# Batch Normalization: Accelerating Deep Network Training by Reducing Internal Covariate Shift

这篇论文首先提出来一个猜想:
> The Change in the distributions of layers' inputs presents a problem because the layers need to continuously adapt to the new distribution.

这篇论文中, 深层网络内部节点的分布的变化称为 **Internal Covariate Shift**.
Batch Normalization 提出了处理梯度消失的一个解决方法: 通过保证网络中每一层的输入分布的一致性, 来减少训练深层网络的难度.

解决思路也非常简单(但其实理解起来并不是很直接): 对每一层的输入进行标准化(论文中称作 normalize each dimension，但是实际操作就是标准化), 使得标准化后的输入服从标准正态分布 $\mathcal{N}(0, 1)$. 记 $d$维的输入 $x=(x^{(1)} \cdots x^{(d)})$, 那么将 $x$ 标准化的操作为: 
$$
\hat{x}^{(k)} = \frac{x^(k) - \mathbf{E}[x^{(k)}]}{\sqrt{Var[x^{(k)}]}}.
$$

这里的数学期望和方差是在 mini-batch 上计算得到的.

但是, 做到这一步可能存在的问题是: *the simply normalizing each input of a layer may change what the layer can represent.* 为了解决这个问题, batch norm 提出来一种方法来保证 *the transformation inserted in the network can represent the identity transform*. 具体来说, batch norm 使用了额外的两个参数 $\gamma^{k}, \beta^{k}$ 来对标准化后的值进行平移和缩放:

$$
y^{(k)} = \gamma^{(k)} \hat(x)^{k} + \beta^{k}.
$$

注意到这些参数也是需要在网络中进行学习的. **Batch Normalization** 算法如下:
![batch_norm](img/batch_norm_alg1.png)

(数据集中列出的条目)
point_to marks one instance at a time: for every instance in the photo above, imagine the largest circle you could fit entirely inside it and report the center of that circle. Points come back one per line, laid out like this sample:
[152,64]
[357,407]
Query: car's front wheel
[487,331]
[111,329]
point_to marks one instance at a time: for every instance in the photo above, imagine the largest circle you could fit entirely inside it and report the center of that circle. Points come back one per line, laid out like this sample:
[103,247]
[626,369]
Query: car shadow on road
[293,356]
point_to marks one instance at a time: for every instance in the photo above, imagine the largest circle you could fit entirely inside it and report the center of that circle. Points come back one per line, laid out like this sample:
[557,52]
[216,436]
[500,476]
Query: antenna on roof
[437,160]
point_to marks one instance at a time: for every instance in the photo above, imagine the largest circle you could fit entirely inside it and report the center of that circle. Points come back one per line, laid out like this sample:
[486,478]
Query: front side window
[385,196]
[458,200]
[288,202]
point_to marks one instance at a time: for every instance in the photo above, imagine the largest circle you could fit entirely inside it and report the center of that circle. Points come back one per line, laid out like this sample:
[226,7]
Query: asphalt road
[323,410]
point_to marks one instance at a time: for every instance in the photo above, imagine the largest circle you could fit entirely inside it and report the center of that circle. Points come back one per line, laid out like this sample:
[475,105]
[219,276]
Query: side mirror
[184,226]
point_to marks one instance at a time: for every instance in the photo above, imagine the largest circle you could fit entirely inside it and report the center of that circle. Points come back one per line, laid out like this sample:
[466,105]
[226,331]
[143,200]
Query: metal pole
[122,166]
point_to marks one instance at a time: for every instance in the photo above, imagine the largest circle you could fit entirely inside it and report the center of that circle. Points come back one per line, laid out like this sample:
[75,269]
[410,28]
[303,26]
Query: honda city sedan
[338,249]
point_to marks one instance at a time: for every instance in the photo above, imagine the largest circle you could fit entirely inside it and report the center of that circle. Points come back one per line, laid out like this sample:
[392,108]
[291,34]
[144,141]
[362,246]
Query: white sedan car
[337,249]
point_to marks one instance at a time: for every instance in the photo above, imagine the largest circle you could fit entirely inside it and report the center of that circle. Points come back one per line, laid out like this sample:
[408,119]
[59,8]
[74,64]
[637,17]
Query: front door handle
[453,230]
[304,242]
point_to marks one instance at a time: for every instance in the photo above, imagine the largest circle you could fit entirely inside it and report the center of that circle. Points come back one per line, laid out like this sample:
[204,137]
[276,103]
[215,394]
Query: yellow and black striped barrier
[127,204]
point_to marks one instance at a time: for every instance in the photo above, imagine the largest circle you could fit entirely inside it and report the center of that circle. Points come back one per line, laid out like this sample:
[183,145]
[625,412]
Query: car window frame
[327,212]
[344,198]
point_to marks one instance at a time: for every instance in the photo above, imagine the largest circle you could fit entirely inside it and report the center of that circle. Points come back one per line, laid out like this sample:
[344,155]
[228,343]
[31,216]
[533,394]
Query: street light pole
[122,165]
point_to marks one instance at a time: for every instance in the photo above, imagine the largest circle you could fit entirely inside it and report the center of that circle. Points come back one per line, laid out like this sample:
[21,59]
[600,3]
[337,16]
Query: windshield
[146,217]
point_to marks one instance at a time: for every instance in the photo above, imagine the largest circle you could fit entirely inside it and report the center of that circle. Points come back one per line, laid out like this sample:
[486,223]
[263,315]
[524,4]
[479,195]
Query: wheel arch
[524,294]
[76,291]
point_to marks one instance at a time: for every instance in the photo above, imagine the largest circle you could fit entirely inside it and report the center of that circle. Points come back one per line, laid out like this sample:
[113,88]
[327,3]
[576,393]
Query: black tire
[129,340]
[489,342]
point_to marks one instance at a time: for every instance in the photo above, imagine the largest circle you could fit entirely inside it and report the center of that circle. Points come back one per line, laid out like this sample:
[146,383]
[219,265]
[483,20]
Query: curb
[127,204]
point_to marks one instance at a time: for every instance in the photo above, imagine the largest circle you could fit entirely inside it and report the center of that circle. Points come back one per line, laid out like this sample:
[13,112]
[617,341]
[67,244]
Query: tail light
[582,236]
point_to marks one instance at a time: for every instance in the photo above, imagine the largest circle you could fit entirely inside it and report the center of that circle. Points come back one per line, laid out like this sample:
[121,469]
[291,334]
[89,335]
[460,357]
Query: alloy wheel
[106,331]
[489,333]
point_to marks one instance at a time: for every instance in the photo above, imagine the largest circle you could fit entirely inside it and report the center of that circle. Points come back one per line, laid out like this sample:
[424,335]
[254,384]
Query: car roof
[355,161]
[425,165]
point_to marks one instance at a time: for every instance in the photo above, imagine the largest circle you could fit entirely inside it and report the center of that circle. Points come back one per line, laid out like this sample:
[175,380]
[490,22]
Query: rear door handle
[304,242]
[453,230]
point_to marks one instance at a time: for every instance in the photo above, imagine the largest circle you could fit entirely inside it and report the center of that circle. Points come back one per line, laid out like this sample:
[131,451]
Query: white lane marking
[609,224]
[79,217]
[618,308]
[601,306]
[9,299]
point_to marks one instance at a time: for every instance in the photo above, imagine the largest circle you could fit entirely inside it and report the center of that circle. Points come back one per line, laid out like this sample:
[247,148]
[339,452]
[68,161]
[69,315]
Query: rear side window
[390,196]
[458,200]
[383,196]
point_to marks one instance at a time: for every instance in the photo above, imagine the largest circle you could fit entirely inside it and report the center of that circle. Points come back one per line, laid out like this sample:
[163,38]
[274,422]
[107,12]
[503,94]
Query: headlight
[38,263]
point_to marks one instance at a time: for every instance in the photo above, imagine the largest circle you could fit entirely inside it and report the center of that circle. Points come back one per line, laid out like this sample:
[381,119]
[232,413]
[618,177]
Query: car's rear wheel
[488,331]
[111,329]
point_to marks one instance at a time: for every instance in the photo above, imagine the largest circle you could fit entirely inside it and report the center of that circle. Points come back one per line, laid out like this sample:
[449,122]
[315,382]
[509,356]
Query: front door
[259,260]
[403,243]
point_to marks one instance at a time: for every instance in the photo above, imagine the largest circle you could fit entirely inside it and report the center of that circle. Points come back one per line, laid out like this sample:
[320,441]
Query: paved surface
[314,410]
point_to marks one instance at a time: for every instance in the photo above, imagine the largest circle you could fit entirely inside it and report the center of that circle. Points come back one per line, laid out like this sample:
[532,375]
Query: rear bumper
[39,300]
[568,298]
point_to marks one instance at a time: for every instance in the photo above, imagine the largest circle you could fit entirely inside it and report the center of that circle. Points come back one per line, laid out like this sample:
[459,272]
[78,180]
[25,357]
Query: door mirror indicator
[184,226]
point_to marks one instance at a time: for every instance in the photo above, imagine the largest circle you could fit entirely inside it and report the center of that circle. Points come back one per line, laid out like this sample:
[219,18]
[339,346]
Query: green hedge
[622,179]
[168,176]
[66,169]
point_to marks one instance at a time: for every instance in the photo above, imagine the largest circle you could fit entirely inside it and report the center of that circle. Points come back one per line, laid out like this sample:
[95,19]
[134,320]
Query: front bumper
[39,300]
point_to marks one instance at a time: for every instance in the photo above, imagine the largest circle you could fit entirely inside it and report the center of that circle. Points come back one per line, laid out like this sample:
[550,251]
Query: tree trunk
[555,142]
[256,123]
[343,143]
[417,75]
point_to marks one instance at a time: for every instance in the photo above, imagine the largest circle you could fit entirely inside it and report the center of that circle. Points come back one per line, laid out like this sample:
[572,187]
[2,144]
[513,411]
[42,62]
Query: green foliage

* 任务说明:
请把批归一化笔记中从"# Batch Normalization: Accelerating"开始、一直到"提出了处理梯度消失的一个解决方法: 通过保证网络中每一层的输入分布的一致性, 来减少训练深层网络的难度."为止的部分原样照录出来。

* 本题解答:
# Batch Normalization: Accelerating Deep Network Training by Reducing Internal Covariate Shift

这篇论文首先提出来一个猜想:
> The Change in the distributions of layers' inputs presents a problem because the layers need to continuously adapt to the new distribution.

这篇论文中, 深层网络内部节点的分布的变化称为 **Internal Covariate Shift**.
Batch Normalization 提出了处理梯度消失的一个解决方法: 通过保证网络中每一层的输入分布的一致性, 来减少训练深层网络的难度.